● Passage given:
════════════════════
Re: scalable event scheduling from Rainer Weikusat on 2013-01-30 (squid-dev)

From: Rainer Weikusat <rweikusat_at_mobileactivedefense.com>
Date: Wed, 30 Jan 2013 13:37:22 +0000

Amos Jeffries <squid3_at_treenet.co.nz> writes:
> On 30/01/2013 10:31 a.m., Rainer Weikusat wrote:
>> Rainer Weikusat <rweikusat_at_mobileactivedefense.com> writes:
>>
>> [...]
>>
>>> There are probably all kinds of 'weird, stylistic issues' and
>>> possible, yet unknown bugs,
>> Attached is a slightly updated version of this. Mostly, it fixes an
>> accidentally inverted comparison in down_heap, uses the squid x*
>> memory allocation wrapper routines I found meanwhile and is more
>> careful to avoid possibly invoking external code while the heap is not
>> in a consistent state. It has still only been used on development
>> computers.
>
> Couple of things stand out...
>
> * if tag is always a class ev_tag, why is it being cast to/from void*
> all over the place? there is almost no need for void* to exist in
> C++. Just pre-define class ev_tag; and use "ev_tag &" parameter types
> (as const wherever possible).

The idea behind this is that nothing outside of the event scheduler
code itself should be concerned with what a tag precisely happens to
be right now: It is supposed to be 'some data value' produced as side
effect of scheduling an event and its sole property (except the need
to release it) is that it can be used to cancel a scheduled event. In
other implementations, I've usually used the address of the 'event
object' itself, masked by presenting it to the caller as void *. This
is not possible in squid because the event scheduler doesn't run
'event routines' synchronously but just schedules them for execution
via call queue at some unspecified later time.
════════════════════
● Data segment:

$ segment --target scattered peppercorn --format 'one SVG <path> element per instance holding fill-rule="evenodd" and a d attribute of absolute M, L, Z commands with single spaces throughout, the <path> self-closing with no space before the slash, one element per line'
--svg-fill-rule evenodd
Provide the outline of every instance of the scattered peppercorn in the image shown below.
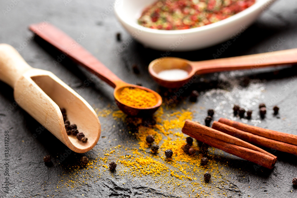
════════════════════
● What is asked:
• a. In the squid-dev message on event scheduling, why does the author say the address of the event object can't be handed back as the tag in squid? Answer in one to three sentences.
• b. Please write the next part of the squid-dev message on event scheduling, picking up after its last sentence.

● Answers per task:
• a. In squid, the event scheduler doesn't run event routines synchronously. It only schedules them for execution via a call queue at some unspecified later time.

• b.
The only way to achieve this 'with classes in C++' (I'm aware of)
would require using "an idiom I won't name" (because my sense of
language asthetics revolts against the 'well-known' acronym), ie,
using something like the incomplete example below:

class the_secret_ingredient;

class ev_tag {
private:
the_secret_ingredient *something;
}

or using pointers to a 'class ev_tag'. But that's really just a lot
more boilerplate to express the same thing and it still 'exports'
information to the caller which should really be no business of it.

As far as my present understanding goes, the ev_entry object could
alternatively used the 'callback allocator' and CbcPointers could be
used instead of the tag objects. But I'm not sufficiently familiar
with this yet and I would like to minimise 'collateral changes'
(first, make it work within the existing environment, then, possibly,
make the environment nicer ...).

[...]

> * I know the code you are replacing uses C-style functions for each
> action. But please make things like eventCancel() members of the event
> object being cancelled. Particularly since you are already testing
> whether that object exists before cancelling, there is no extra cost
> of correcting the function scope.

I admit that I don't quite understand this. For this specific example,
the cancel routine can't be part of the event object (another 'inside
implementation detail', actually) because it might not exist anymore
by the time someone tries to cancel the event. It could be a member of
the tag class except that the existing code cancels events based on
the function and argument pointers and knows nothing about tags
(presenly, the sole user of these being an 'internal' version of squid
where the ConnOpener code has to get rid of scheduled connection
timeouts). Also, the actual cancel routine is a private method of the
EventScheduler object because it is really the scheduler which
performs the cancel operation[*].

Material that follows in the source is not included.